**Dataset rows**
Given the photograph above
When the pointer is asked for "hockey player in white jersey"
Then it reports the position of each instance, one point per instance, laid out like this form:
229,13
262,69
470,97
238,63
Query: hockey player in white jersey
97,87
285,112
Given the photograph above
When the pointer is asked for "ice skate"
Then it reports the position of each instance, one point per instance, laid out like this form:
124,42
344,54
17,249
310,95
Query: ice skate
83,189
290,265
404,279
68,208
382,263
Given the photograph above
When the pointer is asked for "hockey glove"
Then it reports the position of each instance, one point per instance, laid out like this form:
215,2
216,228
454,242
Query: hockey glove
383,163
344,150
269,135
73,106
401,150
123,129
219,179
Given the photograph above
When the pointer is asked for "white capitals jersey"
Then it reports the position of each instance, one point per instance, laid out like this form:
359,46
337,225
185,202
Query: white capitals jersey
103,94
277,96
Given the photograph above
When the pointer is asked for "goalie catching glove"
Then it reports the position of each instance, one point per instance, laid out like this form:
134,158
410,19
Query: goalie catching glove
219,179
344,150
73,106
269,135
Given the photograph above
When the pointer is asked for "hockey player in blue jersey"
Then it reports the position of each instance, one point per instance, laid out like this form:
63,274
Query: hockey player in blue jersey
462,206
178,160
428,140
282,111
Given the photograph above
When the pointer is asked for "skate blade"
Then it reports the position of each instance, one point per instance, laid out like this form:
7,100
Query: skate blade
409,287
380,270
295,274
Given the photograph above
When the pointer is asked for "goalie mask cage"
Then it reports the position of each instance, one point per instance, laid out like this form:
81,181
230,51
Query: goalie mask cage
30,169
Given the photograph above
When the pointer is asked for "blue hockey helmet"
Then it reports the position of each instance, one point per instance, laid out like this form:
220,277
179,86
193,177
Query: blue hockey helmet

**Do this**
Repeat the entries exactly, all of them.

**Response to the exercise**
Given the photograph above
When the pointer is asked for "hockey player in white jersey"
Then it reports the position of each instance, one point per instance, laid out like this form:
229,13
262,69
470,97
238,63
Query: hockey player in white jersey
97,87
285,112
Given the photograph above
When the pointer is asked for "ice skate"
Then it reports the position of each instance, one point per instance, laid out like this form:
124,42
344,54
17,249
310,95
Query: ice skate
83,189
290,265
404,279
68,208
382,263
Given the photograph above
When the pointer is asked for "hockey glove"
Then it reports the position of each instance, one point per instance, laid out like this form:
215,2
216,228
454,242
Query: hockey glove
383,163
344,150
269,135
73,106
401,150
123,129
219,179
Given the photograph above
When the pointer is asked for "white capitals jersey"
Then it reports the position of each instance, one point per instance, laid out like this form:
359,46
337,225
185,202
Query: white capitals jersey
103,94
277,96
Given the photograph above
When the pointer is asked for "goalie catching glove"
Then it reports the position of each instance, one point per instance, laid out like this form:
134,158
410,19
Query: goalie catching glove
219,179
344,150
73,106
269,135
Given the photograph above
When the pointer is asked for "hockey player in blue jersey"
Then it reports the position of each instance, one point per instance, laid out like this form:
63,274
Query: hockey player in blue jersey
462,206
178,160
428,140
282,111
Given the photograph above
When the pointer is asked for "skate blade"
Then it reports the position of each instance, one point per instance, laid out like this form:
7,100
Query: skate blade
409,287
380,270
295,274
Given the photograph above
When the pointer is asked for "goalie mask cage"
Then it reports the position of each instance, one point per instance, laid out like this form:
81,181
230,51
Query: goalie mask cage
30,169
Given the photograph above
When the pointer is asked for "blue hockey helmet"
Then it reports the position of each instance, one point per instance, laid out like this form:
220,277
179,86
193,177
Query: blue hockey helmet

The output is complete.